• Exercise requirements: Copy the listing below word for word, starting at the line that contains "For a UI automation task, identify the white" and continuing through its final line.

(Stored entries)
═══

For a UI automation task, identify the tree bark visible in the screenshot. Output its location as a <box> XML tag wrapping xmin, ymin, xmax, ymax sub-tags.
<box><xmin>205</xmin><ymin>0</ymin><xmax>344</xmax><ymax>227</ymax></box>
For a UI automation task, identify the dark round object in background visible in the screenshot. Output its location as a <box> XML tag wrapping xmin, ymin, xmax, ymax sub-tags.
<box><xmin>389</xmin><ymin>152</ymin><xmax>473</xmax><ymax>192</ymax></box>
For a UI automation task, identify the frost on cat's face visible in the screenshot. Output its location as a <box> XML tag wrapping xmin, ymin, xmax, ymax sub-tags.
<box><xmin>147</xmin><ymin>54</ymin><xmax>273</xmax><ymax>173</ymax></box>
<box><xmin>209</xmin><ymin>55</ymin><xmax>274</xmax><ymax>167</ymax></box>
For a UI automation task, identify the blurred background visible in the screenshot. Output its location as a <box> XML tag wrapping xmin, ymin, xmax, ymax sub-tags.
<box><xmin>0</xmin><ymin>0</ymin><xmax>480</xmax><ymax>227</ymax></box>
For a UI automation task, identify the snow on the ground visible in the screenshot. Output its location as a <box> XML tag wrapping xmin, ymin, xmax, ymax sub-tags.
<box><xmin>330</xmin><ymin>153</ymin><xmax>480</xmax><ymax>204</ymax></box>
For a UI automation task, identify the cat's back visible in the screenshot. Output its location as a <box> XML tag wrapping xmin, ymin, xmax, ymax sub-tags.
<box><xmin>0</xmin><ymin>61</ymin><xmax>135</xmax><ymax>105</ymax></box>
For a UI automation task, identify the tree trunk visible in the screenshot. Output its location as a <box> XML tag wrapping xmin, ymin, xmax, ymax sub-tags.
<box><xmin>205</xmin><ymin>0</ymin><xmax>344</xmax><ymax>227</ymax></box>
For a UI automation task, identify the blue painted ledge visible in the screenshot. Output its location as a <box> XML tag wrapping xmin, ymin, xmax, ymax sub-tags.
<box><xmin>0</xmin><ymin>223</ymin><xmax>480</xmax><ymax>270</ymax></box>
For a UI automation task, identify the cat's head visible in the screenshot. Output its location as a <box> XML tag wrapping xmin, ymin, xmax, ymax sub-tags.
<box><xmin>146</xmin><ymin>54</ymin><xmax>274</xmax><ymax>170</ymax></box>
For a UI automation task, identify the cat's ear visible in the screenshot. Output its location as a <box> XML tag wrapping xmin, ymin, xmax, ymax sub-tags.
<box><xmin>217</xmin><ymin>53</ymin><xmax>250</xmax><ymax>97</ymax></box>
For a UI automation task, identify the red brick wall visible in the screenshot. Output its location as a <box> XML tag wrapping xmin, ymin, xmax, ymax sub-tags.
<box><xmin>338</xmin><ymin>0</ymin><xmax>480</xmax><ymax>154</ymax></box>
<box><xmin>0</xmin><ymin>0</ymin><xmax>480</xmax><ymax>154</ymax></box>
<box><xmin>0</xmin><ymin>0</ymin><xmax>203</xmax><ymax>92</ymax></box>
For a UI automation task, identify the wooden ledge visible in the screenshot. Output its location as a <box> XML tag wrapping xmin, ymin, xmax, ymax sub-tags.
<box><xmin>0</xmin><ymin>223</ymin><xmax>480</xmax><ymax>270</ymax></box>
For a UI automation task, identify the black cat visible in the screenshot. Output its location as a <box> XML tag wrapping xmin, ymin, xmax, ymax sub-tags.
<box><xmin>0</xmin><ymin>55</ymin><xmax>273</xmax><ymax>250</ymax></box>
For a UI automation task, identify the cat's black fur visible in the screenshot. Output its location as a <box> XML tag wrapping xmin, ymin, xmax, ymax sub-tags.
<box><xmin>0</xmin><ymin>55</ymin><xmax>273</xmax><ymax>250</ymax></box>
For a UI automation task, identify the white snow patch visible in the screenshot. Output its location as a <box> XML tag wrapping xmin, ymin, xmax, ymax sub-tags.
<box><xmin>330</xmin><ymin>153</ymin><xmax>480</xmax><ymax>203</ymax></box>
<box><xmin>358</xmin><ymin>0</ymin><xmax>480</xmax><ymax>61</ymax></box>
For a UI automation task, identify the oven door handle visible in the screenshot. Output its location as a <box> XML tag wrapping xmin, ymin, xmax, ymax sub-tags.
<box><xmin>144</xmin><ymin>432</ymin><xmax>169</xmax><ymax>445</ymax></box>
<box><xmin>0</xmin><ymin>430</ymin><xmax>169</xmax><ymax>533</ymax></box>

═══

• Output of the exercise:
For a UI automation task, identify the white snow patch visible in the screenshot. Output its location as a <box> XML tag wrapping xmin, ymin, xmax, ymax sub-tags.
<box><xmin>330</xmin><ymin>153</ymin><xmax>480</xmax><ymax>203</ymax></box>
<box><xmin>358</xmin><ymin>0</ymin><xmax>480</xmax><ymax>61</ymax></box>
For a UI automation task, identify the oven door handle visible in the screenshot. Output its location as a <box> XML tag wrapping xmin, ymin, xmax, ymax sub-tags.
<box><xmin>144</xmin><ymin>432</ymin><xmax>169</xmax><ymax>445</ymax></box>
<box><xmin>0</xmin><ymin>430</ymin><xmax>169</xmax><ymax>533</ymax></box>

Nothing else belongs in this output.